| Task prompt |
From start to end, write out the following data exactly, apart from its images.

| Data to examine |
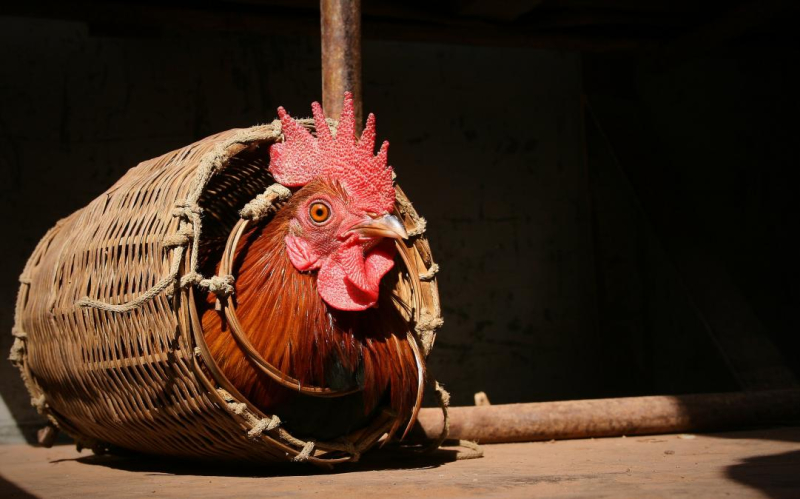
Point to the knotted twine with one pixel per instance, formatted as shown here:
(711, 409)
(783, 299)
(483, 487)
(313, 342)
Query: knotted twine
(189, 233)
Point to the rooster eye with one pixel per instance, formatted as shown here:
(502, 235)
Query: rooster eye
(319, 212)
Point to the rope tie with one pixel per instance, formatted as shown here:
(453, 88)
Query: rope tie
(180, 238)
(266, 203)
(40, 403)
(422, 224)
(183, 209)
(264, 424)
(430, 274)
(428, 323)
(237, 408)
(304, 454)
(17, 353)
(220, 285)
(477, 450)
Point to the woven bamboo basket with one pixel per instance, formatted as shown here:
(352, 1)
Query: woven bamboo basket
(134, 373)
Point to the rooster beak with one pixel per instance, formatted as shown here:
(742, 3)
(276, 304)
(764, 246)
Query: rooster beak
(386, 226)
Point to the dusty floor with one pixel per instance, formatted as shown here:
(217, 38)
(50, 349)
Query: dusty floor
(763, 463)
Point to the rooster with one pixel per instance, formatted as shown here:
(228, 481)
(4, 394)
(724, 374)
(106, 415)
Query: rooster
(310, 291)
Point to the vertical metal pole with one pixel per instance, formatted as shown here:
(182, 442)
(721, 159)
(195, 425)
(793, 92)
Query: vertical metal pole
(341, 55)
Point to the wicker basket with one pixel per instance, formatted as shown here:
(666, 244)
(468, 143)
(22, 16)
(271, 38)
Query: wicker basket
(133, 374)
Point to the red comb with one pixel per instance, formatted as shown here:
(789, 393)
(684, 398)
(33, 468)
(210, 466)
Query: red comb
(301, 157)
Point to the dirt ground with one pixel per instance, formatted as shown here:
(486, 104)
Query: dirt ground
(762, 463)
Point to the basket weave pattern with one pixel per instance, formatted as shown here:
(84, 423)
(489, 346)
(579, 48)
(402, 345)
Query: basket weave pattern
(133, 376)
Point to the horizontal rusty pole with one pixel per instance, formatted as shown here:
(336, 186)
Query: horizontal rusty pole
(612, 417)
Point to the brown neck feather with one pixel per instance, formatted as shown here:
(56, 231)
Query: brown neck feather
(292, 328)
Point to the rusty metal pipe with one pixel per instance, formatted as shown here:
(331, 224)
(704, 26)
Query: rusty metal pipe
(612, 417)
(341, 55)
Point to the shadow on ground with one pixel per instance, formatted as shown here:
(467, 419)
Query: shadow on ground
(777, 476)
(9, 490)
(387, 459)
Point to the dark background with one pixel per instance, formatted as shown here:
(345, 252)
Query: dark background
(611, 187)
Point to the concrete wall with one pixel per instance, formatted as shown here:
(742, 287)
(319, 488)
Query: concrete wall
(487, 143)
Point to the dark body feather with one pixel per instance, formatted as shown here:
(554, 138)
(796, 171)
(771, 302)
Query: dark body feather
(292, 328)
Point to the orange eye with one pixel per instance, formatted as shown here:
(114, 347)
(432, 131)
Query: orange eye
(319, 212)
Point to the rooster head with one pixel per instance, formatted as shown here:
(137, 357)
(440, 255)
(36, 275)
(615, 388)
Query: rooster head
(343, 225)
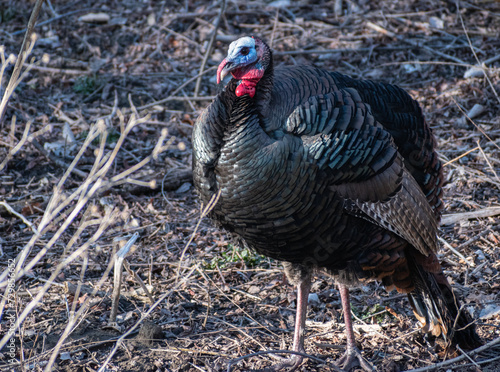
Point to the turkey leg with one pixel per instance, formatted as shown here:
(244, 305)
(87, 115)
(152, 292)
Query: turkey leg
(352, 357)
(295, 360)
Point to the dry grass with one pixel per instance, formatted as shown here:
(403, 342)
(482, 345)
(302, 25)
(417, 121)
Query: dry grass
(95, 146)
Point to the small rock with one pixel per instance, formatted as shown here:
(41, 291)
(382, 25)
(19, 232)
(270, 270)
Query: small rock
(184, 188)
(474, 72)
(149, 332)
(313, 297)
(436, 22)
(95, 18)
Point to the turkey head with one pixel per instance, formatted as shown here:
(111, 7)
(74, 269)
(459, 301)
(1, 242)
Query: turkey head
(246, 61)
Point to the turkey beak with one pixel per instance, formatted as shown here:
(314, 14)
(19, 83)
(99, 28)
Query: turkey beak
(224, 68)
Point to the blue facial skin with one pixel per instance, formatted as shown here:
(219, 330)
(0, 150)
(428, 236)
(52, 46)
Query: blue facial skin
(235, 56)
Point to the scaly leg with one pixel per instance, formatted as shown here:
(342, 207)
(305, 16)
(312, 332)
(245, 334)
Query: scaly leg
(295, 360)
(352, 357)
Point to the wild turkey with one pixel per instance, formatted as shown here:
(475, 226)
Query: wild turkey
(322, 171)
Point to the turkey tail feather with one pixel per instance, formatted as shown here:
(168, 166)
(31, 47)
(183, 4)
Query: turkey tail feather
(437, 308)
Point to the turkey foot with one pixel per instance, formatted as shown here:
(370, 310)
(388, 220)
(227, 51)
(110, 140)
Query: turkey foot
(287, 364)
(352, 358)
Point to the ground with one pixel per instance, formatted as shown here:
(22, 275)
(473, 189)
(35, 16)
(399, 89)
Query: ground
(213, 301)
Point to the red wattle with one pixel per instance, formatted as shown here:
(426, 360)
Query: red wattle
(249, 79)
(246, 87)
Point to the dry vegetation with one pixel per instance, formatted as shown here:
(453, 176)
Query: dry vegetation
(90, 129)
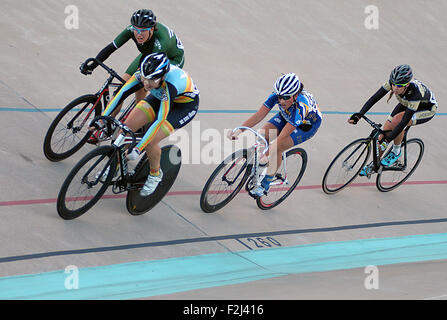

| Your solution |
Point to the knotted twine with one pixel per instance, formatted as shown here:
(711, 409)
(783, 299)
(483, 487)
(313, 342)
Query: knotted twine
(189, 233)
Point to the rooster eye with one pixel per instance, formatted as shown here:
(502, 235)
Query: rooster eye
(319, 212)
Point to the rope tie with one pixel per instance, formatted as shown here:
(453, 88)
Query: rope tie
(180, 238)
(266, 203)
(40, 403)
(422, 224)
(183, 209)
(264, 424)
(430, 274)
(428, 323)
(237, 408)
(304, 454)
(17, 353)
(220, 285)
(477, 450)
Point to the woven bamboo basket with one pixel per instance, formatted as shown here:
(352, 1)
Query: woven bamboo basket
(134, 373)
Point to the rooster beak with one pixel per instance, formatted as shown here:
(742, 3)
(276, 304)
(764, 246)
Query: rooster beak
(386, 226)
Point to the dusty floor with one pixel per instance, formatted as shown here:
(217, 38)
(50, 349)
Query: dusty floor
(763, 463)
Point to the rooster with one pixel per instance, formatted as shown here:
(228, 481)
(4, 394)
(724, 374)
(106, 415)
Query: rooster
(310, 291)
Point to the vertical metal pole with one pixel per instance, formatted as shown here:
(182, 442)
(721, 159)
(195, 425)
(793, 92)
Query: vertical metal pole
(341, 55)
Point to the wicker basket with one pixel per instance, formatted as shown here:
(666, 244)
(468, 143)
(22, 16)
(271, 38)
Query: wicker basket
(133, 374)
Point to the red comb with one pixel per instance, formatted as shown here:
(789, 393)
(684, 398)
(33, 468)
(210, 466)
Query: red comb
(301, 157)
Point to the dirt ground with one pixel per instance, formatted as shown here:
(486, 104)
Query: dirt ground
(762, 463)
Point to the basket weave pattern with one pixel per instance, formatted as shown here:
(84, 423)
(489, 346)
(579, 48)
(402, 345)
Query: basket weave pattern
(133, 376)
Point to the horizontal rusty pole with one pixel per instance, formatted as shown here:
(336, 186)
Query: horizontal rusty pole
(612, 417)
Point to the brown neck feather with one pixel per instance, formatted as shown here:
(56, 231)
Query: brown neck feather
(292, 328)
Point to the rusty metal pipe with one pixel per instance, formatted as shown here:
(331, 224)
(704, 26)
Query: rusty metal pipe
(612, 417)
(341, 55)
Point to the shadow on ground with one pixel per instance, formatted as shown here:
(467, 419)
Query: shadow on ground
(777, 476)
(9, 490)
(387, 459)
Point to the dark background with one pixel per instance, formatted as shown here:
(345, 252)
Query: dark background
(611, 187)
Point to the concrete wall with one pixel per instance, formatted as shown here:
(742, 287)
(319, 488)
Query: concrete wall
(487, 143)
Point to the dark body feather with one pixel per instance, formatted as shown here:
(554, 138)
(796, 171)
(771, 302)
Query: dark body feather
(292, 328)
Point to the orange eye with one pixel per instance, formatted as shown here:
(114, 347)
(432, 131)
Query: orange eye
(319, 212)
Point to the rooster head with one pixel per instance, formatted as shown here:
(137, 357)
(440, 255)
(36, 275)
(615, 388)
Query: rooster head
(343, 225)
Point to the turkey leg with one pixel per instance, formatted as shown here:
(244, 305)
(87, 115)
(152, 292)
Query: turkey leg
(352, 357)
(295, 360)
Point to the dry grass with one pixel per instance, formatted as shown here:
(403, 342)
(482, 345)
(302, 25)
(417, 121)
Query: dry grass
(95, 146)
Point to the small rock with one pixel per instance, formatted as shown here:
(41, 291)
(382, 25)
(19, 232)
(270, 270)
Query: small rock
(184, 188)
(474, 72)
(149, 332)
(313, 297)
(436, 22)
(95, 18)
Point to the turkey head with one pixel per instance, formatted as shown here:
(111, 7)
(74, 269)
(459, 301)
(1, 242)
Query: turkey head
(246, 61)
Point to the turkey beak with one pixel per instance, formatted as shown here:
(314, 14)
(19, 83)
(99, 28)
Query: turkey beak
(224, 68)
Point to the blue facial skin with one pixel per instance, formatted as shown here:
(219, 330)
(0, 150)
(428, 236)
(52, 46)
Query: blue facial skin
(235, 56)
Point to the scaly leg with one pixel per instance, formatted as shown here:
(342, 207)
(305, 16)
(312, 332)
(245, 334)
Query: scaly leg
(295, 360)
(352, 357)
Point to the wild turkey with one pixel per instance, formatted as shown here:
(475, 226)
Query: wild turkey
(322, 171)
Point to the turkey tail feather with one pixel per instance, formatted as shown here:
(168, 166)
(31, 47)
(183, 4)
Query: turkey tail feather
(437, 308)
Point to the turkey foot with one pixel per instance, formatted as shown here:
(370, 310)
(388, 220)
(227, 51)
(110, 140)
Query: turkey foot
(287, 364)
(352, 358)
Point to the ground with one pixel per instance, formatted as shown here:
(22, 275)
(473, 189)
(35, 16)
(399, 89)
Query: ground
(213, 301)
Point to the red wattle with one pixel per instance, formatted as shown here:
(426, 360)
Query: red wattle
(249, 79)
(246, 87)
Point to the dry vegetation with one pixel per instance, formatted as shown here:
(453, 176)
Query: dry vegetation
(90, 129)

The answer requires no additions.